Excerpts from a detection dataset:
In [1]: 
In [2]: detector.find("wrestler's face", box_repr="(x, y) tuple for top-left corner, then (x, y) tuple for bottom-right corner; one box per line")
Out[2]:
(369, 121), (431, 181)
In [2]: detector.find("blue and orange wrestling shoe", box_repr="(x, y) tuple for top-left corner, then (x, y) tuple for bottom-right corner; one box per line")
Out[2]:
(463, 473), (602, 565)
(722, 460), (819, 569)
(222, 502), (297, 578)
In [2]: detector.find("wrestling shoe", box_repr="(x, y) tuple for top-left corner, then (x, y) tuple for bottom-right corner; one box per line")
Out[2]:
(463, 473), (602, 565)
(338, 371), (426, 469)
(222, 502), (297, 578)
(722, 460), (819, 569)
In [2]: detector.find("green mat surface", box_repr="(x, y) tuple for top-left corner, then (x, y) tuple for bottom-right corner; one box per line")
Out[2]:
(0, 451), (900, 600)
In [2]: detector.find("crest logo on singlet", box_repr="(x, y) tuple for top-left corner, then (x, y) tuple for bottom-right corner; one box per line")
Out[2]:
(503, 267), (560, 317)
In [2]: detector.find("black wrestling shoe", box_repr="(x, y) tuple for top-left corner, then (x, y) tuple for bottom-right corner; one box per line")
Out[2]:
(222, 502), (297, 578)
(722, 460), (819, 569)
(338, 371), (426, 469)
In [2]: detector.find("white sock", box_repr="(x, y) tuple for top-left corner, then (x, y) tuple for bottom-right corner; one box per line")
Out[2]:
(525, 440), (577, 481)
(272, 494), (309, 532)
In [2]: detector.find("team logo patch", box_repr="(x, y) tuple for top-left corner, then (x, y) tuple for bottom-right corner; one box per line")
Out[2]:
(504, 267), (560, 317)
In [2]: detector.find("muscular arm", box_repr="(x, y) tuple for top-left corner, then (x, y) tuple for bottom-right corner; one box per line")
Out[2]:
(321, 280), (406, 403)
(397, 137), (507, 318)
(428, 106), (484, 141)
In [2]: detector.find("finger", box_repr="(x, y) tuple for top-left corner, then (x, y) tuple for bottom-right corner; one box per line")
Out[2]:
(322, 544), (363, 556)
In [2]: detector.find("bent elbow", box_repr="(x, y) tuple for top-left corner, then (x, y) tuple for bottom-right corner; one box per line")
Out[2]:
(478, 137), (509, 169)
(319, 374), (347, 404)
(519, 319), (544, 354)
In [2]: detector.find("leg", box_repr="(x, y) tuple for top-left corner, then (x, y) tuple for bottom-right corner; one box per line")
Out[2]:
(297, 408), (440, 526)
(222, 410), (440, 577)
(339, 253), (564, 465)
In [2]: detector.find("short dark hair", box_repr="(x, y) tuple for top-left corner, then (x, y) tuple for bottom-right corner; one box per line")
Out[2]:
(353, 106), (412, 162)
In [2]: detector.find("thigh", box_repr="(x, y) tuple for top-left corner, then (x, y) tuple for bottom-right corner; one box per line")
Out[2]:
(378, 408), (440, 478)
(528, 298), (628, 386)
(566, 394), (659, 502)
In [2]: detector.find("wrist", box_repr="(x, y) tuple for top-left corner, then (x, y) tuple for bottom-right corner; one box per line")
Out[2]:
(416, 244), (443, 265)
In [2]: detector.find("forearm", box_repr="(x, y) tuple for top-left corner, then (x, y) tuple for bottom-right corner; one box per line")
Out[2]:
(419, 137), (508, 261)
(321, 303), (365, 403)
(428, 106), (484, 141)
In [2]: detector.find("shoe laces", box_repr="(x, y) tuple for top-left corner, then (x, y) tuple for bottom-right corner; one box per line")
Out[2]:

- [Written exercise]: Collect each line of the records that contains the string "logo". Treat uppercase and lowercase letters as different.

- [Answer to this task]:
In [2]: detector.find("crest logo on singlet", box_repr="(x, y) tuple for top-left corner, then (x, y) tuple for bottom-right corner; one box per line")
In [2]: detector.find("team logo patch", box_repr="(x, y) tuple for top-left corner, then (x, y) tuple for bottom-right corner; one box per line")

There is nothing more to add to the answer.